WHAT IS ASKED:
Reproduce all the records below, changing each occurrence of "gets its own outline" to "receives a separate outline" and keeping everything else unchanged. Leave the pictures out of your answer.

MATERIAL FOR THIS TASK:
--------------------------------

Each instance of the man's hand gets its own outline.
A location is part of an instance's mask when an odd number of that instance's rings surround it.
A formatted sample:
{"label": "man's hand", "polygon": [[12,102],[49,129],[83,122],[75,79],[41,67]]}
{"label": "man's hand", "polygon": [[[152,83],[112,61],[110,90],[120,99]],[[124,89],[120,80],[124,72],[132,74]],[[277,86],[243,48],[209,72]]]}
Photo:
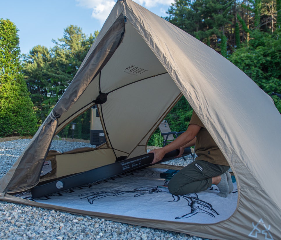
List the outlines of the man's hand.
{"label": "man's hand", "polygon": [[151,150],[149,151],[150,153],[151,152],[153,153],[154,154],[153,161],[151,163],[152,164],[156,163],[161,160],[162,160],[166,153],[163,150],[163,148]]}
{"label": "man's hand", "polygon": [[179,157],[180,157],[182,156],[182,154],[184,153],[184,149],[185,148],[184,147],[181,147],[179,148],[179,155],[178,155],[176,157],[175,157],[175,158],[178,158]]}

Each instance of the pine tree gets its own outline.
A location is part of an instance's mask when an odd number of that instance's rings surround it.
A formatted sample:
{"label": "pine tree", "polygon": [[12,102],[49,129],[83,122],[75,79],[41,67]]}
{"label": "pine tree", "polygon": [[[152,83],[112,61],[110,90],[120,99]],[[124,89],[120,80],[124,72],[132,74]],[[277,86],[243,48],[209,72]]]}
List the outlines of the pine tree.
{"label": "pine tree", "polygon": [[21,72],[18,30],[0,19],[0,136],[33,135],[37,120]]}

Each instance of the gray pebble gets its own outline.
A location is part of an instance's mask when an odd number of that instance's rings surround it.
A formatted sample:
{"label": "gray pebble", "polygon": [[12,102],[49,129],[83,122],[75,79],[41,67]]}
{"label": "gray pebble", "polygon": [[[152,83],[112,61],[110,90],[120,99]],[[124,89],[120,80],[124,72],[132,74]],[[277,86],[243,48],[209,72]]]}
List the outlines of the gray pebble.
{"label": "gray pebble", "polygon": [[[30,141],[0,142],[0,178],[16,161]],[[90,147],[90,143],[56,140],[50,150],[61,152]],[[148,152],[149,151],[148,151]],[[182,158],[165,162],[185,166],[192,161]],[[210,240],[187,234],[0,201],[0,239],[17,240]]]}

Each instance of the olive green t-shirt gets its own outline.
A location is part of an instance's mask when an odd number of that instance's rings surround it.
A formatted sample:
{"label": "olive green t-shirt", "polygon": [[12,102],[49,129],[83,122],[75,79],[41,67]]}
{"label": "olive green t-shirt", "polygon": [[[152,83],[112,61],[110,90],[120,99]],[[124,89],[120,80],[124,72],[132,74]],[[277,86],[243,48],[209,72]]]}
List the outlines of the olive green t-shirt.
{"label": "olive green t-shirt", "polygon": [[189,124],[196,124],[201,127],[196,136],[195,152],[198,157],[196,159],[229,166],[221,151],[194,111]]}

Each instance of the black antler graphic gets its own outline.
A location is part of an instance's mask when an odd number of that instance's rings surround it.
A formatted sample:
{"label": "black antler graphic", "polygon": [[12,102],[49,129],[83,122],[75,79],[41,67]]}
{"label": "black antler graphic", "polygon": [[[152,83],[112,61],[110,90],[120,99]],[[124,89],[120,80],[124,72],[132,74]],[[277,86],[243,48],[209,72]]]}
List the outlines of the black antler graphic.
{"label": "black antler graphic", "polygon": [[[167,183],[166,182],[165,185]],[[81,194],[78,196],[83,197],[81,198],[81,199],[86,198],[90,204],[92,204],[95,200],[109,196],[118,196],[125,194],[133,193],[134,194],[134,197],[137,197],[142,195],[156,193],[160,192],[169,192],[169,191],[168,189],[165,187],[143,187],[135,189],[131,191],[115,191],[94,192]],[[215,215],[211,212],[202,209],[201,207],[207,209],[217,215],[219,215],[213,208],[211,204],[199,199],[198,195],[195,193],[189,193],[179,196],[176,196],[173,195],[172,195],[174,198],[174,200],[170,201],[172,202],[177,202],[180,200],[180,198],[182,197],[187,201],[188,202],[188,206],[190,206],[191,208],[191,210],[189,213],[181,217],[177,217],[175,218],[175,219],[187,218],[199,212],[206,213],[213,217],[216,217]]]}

--------------------------------

WRITTEN SOLUTION:
Each instance of the man's hand receives a separate outline.
A location is part of an instance's mask when an odd number of that instance's rings surround it.
A formatted sample:
{"label": "man's hand", "polygon": [[12,102],[49,129],[83,122],[75,79],[41,67]]}
{"label": "man's hand", "polygon": [[[152,83],[112,61],[110,90],[120,99]],[[124,89],[120,80],[124,72],[132,74]],[[277,86],[243,48],[209,72]]]}
Photo:
List the outlines of the man's hand.
{"label": "man's hand", "polygon": [[151,150],[149,151],[150,153],[151,152],[153,153],[154,154],[153,161],[151,163],[152,164],[156,163],[161,160],[162,160],[166,153],[163,150],[163,148]]}
{"label": "man's hand", "polygon": [[179,157],[180,157],[182,156],[182,154],[184,153],[184,149],[185,148],[184,147],[181,147],[179,148],[179,155],[178,155],[176,157],[175,157],[175,158],[178,158]]}

Each instance of the pine tree receives a separate outline.
A location is part of an instance's mask when an odd number of that instance's rings surround it.
A formatted sample:
{"label": "pine tree", "polygon": [[12,102],[49,129],[83,122],[75,79],[41,67]]}
{"label": "pine tree", "polygon": [[[152,83],[112,61],[110,90],[120,99]],[[124,89],[120,80],[124,72],[132,74]],[[277,86],[243,48],[209,72]]]}
List the outlines of the pine tree.
{"label": "pine tree", "polygon": [[21,72],[18,30],[0,19],[0,136],[33,135],[37,120]]}

Each instance of the gray pebble receives a separate outline.
A location is part of an instance's mask when an odd number of that instance's rings surround it.
A formatted sample:
{"label": "gray pebble", "polygon": [[12,102],[49,129],[83,122],[75,79],[41,67]]}
{"label": "gray pebble", "polygon": [[[152,83],[112,61],[110,90],[120,99]],[[124,89],[120,80],[124,72],[132,74]],[[277,86],[243,48],[209,72]]]}
List the outlines of the gray pebble.
{"label": "gray pebble", "polygon": [[[30,141],[0,142],[0,178],[16,161]],[[90,147],[90,143],[56,140],[50,150],[61,152]],[[148,152],[149,151],[148,151]],[[182,158],[165,162],[185,166],[192,161]],[[210,240],[187,234],[0,201],[0,239],[17,240]]]}

Each instance of the olive green t-shirt receives a separate outline.
A location is part of an instance's mask when an odd number of that instance's rings surround it.
A formatted sample:
{"label": "olive green t-shirt", "polygon": [[12,102],[49,129],[83,122],[75,79],[41,67]]}
{"label": "olive green t-shirt", "polygon": [[[152,83],[112,61],[110,90],[120,99]],[[124,89],[120,80],[124,72],[132,74]],[[277,86],[243,48],[209,72]]]}
List the outlines of the olive green t-shirt.
{"label": "olive green t-shirt", "polygon": [[189,124],[196,124],[201,127],[196,136],[195,152],[198,157],[196,159],[229,166],[221,151],[194,111]]}

Each instance of the black antler graphic receives a separate outline.
A location is part of an instance's mask when an odd number of that instance's rings surround it.
A formatted sample:
{"label": "black antler graphic", "polygon": [[12,102],[49,129],[83,122],[75,79],[41,67]]}
{"label": "black antler graphic", "polygon": [[[152,83],[112,61],[110,90],[120,99]],[[124,89],[120,80],[124,72],[132,74]],[[277,86],[243,48],[209,72]]]}
List the outlines of the black antler graphic.
{"label": "black antler graphic", "polygon": [[[167,183],[166,182],[165,185]],[[81,194],[78,196],[83,197],[81,198],[81,199],[86,198],[90,204],[92,204],[95,200],[109,196],[118,196],[125,194],[133,193],[134,194],[134,197],[137,197],[142,195],[156,193],[160,192],[169,192],[169,191],[168,189],[165,187],[143,187],[135,189],[131,191],[115,191],[94,192]],[[215,215],[211,212],[202,209],[201,207],[207,209],[217,215],[219,215],[213,208],[211,204],[199,199],[198,195],[195,193],[189,193],[179,196],[176,196],[173,195],[172,195],[174,198],[174,200],[170,201],[172,202],[177,202],[180,200],[180,198],[182,197],[187,201],[188,202],[188,206],[190,206],[191,208],[191,210],[189,213],[181,217],[177,217],[175,218],[175,219],[187,218],[199,212],[206,213],[213,217],[216,217]]]}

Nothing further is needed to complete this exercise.